[RECORDS FOR THE EXERCISE]
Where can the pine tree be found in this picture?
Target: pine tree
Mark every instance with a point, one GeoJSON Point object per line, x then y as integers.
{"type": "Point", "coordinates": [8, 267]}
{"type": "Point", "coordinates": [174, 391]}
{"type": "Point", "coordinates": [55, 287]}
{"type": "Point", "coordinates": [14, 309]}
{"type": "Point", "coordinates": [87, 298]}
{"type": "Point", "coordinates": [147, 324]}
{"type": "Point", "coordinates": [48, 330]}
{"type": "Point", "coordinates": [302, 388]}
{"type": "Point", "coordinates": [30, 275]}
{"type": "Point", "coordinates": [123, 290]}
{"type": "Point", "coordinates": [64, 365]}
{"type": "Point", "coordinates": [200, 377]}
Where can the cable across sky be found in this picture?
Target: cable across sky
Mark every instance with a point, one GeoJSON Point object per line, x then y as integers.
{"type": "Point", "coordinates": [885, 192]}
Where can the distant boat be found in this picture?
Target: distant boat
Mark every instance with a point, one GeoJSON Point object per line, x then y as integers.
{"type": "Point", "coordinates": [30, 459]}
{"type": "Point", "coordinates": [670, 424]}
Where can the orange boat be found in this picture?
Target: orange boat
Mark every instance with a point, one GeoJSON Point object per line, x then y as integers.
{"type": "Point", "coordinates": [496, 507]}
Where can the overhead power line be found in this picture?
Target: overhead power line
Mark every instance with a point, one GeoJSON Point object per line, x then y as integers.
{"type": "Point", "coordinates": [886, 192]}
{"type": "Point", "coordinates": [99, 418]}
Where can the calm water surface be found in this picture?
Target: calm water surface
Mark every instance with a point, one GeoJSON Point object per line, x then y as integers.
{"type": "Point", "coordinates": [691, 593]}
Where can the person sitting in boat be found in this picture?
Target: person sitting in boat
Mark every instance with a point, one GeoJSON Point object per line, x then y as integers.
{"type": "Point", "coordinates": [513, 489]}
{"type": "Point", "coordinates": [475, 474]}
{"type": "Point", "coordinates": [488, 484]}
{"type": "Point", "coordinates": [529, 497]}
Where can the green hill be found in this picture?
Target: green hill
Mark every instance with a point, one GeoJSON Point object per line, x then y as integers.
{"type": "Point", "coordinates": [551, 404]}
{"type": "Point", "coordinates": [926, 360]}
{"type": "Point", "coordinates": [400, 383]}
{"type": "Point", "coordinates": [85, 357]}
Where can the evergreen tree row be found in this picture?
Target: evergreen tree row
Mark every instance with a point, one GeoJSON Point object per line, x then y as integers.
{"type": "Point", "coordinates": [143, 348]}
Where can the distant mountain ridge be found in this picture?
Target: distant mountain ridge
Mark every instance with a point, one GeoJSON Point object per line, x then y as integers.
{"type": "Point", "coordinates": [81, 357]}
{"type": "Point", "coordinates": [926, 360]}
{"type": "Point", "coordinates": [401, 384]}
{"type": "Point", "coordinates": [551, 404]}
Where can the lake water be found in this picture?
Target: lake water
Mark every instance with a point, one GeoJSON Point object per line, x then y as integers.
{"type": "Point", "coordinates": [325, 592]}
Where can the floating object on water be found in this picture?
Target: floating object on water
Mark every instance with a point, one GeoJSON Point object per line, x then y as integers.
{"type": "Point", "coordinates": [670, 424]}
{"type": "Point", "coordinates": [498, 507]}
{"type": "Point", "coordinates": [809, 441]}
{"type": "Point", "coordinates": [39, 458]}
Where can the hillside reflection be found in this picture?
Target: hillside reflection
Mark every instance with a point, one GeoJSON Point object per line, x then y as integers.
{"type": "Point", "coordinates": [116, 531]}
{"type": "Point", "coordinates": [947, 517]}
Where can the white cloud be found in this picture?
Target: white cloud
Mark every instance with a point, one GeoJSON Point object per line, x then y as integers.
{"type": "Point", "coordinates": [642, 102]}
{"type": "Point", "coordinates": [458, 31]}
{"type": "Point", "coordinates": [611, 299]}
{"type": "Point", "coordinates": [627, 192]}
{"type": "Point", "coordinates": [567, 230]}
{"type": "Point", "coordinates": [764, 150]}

[TASK OBJECTIVE] Could you repeat all of the data above, line for line, with nothing changed?

[RESPONSE TO THE TASK]
Where can the pine tree be found in this picture?
Target: pine tree
Mark every instance with a point, one GeoJSON Point object per line, x then y as integers.
{"type": "Point", "coordinates": [8, 267]}
{"type": "Point", "coordinates": [174, 391]}
{"type": "Point", "coordinates": [55, 287]}
{"type": "Point", "coordinates": [14, 309]}
{"type": "Point", "coordinates": [87, 298]}
{"type": "Point", "coordinates": [147, 324]}
{"type": "Point", "coordinates": [48, 330]}
{"type": "Point", "coordinates": [302, 388]}
{"type": "Point", "coordinates": [30, 275]}
{"type": "Point", "coordinates": [123, 290]}
{"type": "Point", "coordinates": [64, 365]}
{"type": "Point", "coordinates": [200, 377]}
Where can the cable across sky be found in this picture?
Target: cable across sky
Mark every instance with a point, one GeoJSON Point object per line, x then y as integers.
{"type": "Point", "coordinates": [885, 192]}
Where can the distant boat be found in this picture?
Target: distant boat
Mark every instance with a point, one GeoJSON Point object per line, x then y as integers.
{"type": "Point", "coordinates": [30, 459]}
{"type": "Point", "coordinates": [670, 424]}
Where can the orange boat be found in this picture?
Target: orange boat
Mark every instance with a point, one GeoJSON Point object per line, x then y as integers.
{"type": "Point", "coordinates": [496, 507]}
Where can the overhead power line be found in this picture?
Target: overhead power line
Mark every instance with a point, one GeoJSON Point object per line, x then y as integers.
{"type": "Point", "coordinates": [886, 192]}
{"type": "Point", "coordinates": [99, 418]}
Where can the calm water surface be found in this picture?
Target: calm water surface
Mark every instance with a point, one GeoJSON Point object per line, x then y as integers.
{"type": "Point", "coordinates": [691, 593]}
Where can the person sitting in boat be found in this picture?
Target: person sitting in boat
Mark every instance with a point, one GeoJSON Point object per line, x then y as integers.
{"type": "Point", "coordinates": [513, 489]}
{"type": "Point", "coordinates": [475, 474]}
{"type": "Point", "coordinates": [488, 484]}
{"type": "Point", "coordinates": [529, 497]}
Where can the green hill be found in this picture?
Target: green hill
Mark every instance with a point, one GeoJSON Point object per line, x then y as integers.
{"type": "Point", "coordinates": [551, 404]}
{"type": "Point", "coordinates": [926, 360]}
{"type": "Point", "coordinates": [400, 383]}
{"type": "Point", "coordinates": [85, 357]}
Where can the evergreen tree row be found in this picture?
Target: evergreen tree row
Mark every instance with a point, one GeoJSON Point object per line, x then y as integers.
{"type": "Point", "coordinates": [143, 348]}
Where can the distant mountain ridge be found in this picture?
Target: distant mountain ridge
Mark every instance with a point, one GeoJSON Point object per line, x then y as integers.
{"type": "Point", "coordinates": [81, 357]}
{"type": "Point", "coordinates": [926, 360]}
{"type": "Point", "coordinates": [401, 384]}
{"type": "Point", "coordinates": [551, 404]}
Where can the lake water be found in this picture?
Target: lake water
Mark every instance with a point, one GeoJSON Point object per line, x then y as integers.
{"type": "Point", "coordinates": [325, 592]}
Where can the floating object on water be found in this picture?
Target: floating object on water
Mark every instance with a point, one GeoJSON Point object per line, x then y as integers.
{"type": "Point", "coordinates": [670, 424]}
{"type": "Point", "coordinates": [498, 507]}
{"type": "Point", "coordinates": [809, 441]}
{"type": "Point", "coordinates": [39, 458]}
Where can the hillside reflection be found in this picture?
Target: hillside reflection
Mark every instance with a point, one GeoJSON Point object per line, x then y as integers.
{"type": "Point", "coordinates": [116, 531]}
{"type": "Point", "coordinates": [947, 517]}
Where can the white cloud be found in this picture?
Target: white cloud
Mark every instance with a point, one GeoJSON Point object per line, x then y as integers.
{"type": "Point", "coordinates": [642, 102]}
{"type": "Point", "coordinates": [458, 31]}
{"type": "Point", "coordinates": [611, 299]}
{"type": "Point", "coordinates": [627, 192]}
{"type": "Point", "coordinates": [567, 230]}
{"type": "Point", "coordinates": [764, 150]}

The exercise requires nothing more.